**Exercise A**.
Return each row that contains the string "mushroom", matching case exactly.

**Text provided**.
········
This Form 10-Q relates to the three and nine months ended September 30, 2014 (the “Current Quarter” and the “Current Period”, respectively) and the three and nine months ended September 30, 2013 (the “Prior Quarter” and the “Prior Period”, respectively). Chesapeake’s annual report on Form 10-K for the year ended December 31, 2013 (“2013 Form 10-K”) includes certain definitions and a summary of significant accounting policies and should be read in conjunction with this Form 10-Q. All material adjustments (consisting solely of normal recurring adjustments) which, in the opinion of management, are necessary for a fair presentation of the results for the interim periods have been reflected. The results for the Current Quarter and the Current Period are not necessarily indicative of the results to be expected for the full year.
2.
Spin-Off of Oilfield Services Business
On June 30, 2014, we completed the spin-off of our oilfield services business, which we previously conducted through our indirect, wholly owned subsidiary Chesapeake Oilfield Operating, L.L.C. (COO), into an independent, publicly traded company called Seventy Seven Energy Inc. (SSE). Following the close of business on June 30, 2014, we distributed to Chesapeake shareholders one share of SSE common stock and cash in lieu of fractional shares for every 14 shares of Chesapeake common stock held on June 19, 2014, the record date for the distribution.
Prior to the completion of the spin-off, we and COO and its affiliates engaged in the following series of transactions:
COO and certain of its subsidiaries entered into a $275 million senior secured revolving credit facility and a $400 million secured term loan, the proceeds of which were used to repay in full and terminate COO’s existing credit facility.
COO distributed to us its compression unit manufacturing business, its geosteering business and the proceeds from the sale of substantially all of its crude oil hauling business. See Note 13 for further discussion of the sale.
We transferred to a subsidiary of COO, at carrying value, certain of our buildings and land, most of which COO had been leasing from us prior to the spin-off.
········
**Exercise B**.
Print the Form 10-Q excerpt verbatim, starting at "Prior to the completion" and ending at "to the spin-off.".

**Extracted information**.
········
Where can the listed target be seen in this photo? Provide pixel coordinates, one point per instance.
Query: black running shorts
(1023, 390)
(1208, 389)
········
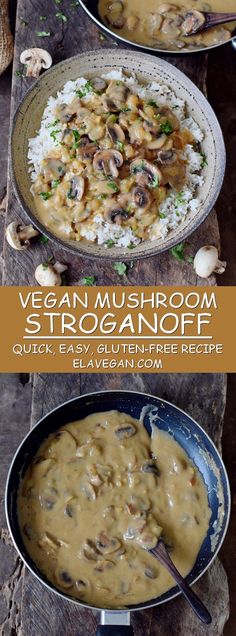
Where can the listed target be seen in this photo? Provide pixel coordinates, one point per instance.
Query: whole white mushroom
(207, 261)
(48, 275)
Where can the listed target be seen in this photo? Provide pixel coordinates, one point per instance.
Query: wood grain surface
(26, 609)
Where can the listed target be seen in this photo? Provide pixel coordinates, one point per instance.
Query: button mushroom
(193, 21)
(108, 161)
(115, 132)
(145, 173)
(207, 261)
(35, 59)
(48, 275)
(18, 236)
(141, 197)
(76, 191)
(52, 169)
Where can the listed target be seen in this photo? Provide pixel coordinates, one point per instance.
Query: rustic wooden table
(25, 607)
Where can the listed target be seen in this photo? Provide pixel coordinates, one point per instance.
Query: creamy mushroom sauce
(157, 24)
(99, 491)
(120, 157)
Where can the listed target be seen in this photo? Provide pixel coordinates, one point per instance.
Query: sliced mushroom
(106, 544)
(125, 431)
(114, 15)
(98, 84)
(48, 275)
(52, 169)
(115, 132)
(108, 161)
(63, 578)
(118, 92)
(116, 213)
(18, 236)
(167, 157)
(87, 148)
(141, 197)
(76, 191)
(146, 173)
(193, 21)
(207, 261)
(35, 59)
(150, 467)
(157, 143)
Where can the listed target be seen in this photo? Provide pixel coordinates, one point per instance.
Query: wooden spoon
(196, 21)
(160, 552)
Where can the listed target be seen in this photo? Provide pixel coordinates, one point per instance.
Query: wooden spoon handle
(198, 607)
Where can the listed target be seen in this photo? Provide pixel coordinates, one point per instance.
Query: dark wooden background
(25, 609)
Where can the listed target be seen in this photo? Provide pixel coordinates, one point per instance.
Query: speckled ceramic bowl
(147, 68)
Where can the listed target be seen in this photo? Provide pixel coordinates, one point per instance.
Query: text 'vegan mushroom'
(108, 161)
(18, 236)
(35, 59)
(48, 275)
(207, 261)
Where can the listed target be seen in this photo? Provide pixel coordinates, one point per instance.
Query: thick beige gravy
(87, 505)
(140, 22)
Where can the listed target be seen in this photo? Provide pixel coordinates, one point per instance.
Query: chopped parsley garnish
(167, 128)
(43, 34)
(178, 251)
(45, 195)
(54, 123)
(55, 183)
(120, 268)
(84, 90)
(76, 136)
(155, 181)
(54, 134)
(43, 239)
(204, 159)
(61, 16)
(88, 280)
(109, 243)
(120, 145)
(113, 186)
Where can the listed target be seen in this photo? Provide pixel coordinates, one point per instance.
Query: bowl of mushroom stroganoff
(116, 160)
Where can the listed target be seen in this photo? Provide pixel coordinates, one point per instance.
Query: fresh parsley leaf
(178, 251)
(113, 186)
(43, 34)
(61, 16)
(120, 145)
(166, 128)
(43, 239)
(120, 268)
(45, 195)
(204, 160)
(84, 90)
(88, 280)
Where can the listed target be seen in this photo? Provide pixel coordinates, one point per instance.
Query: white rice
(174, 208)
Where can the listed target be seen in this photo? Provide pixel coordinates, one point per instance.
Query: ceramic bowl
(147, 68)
········
**Written response A**.
Query: whole white mushroom
Query: button mushroom
Query: creamy mushroom sauce
Query: sliced mushroom
Query: text 'vegan mushroom'
Query: bowl of mushroom stroganoff

**Written response B**.
Prior to the completion of the spin-off, we and COO and its affiliates engaged in the following series of transactions:
COO and certain of its subsidiaries entered into a $275 million senior secured revolving credit facility and a $400 million secured term loan, the proceeds of which were used to repay in full and terminate COO’s existing credit facility.
COO distributed to us its compression unit manufacturing business, its geosteering business and the proceeds from the sale of substantially all of its crude oil hauling business. See Note 13 for further discussion of the sale.
We transferred to a subsidiary of COO, at carrying value, certain of our buildings and land, most of which COO had been leasing from us prior to the spin-off.